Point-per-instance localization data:
________________________________________

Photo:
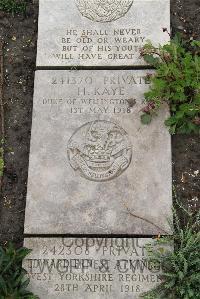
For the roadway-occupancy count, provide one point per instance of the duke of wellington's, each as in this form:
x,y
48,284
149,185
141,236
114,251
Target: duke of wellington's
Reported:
x,y
99,183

________________________________________

**Aim of the exercise:** All records are to be reproduced exactly; the pictures are to be omitted.

**Written answer:**
Photo:
For the roadway-occupancy count, provide one point per instance of the duke of wellington's, each as in this form:
x,y
48,284
149,185
141,236
114,251
Target: duke of wellington's
Reported:
x,y
99,183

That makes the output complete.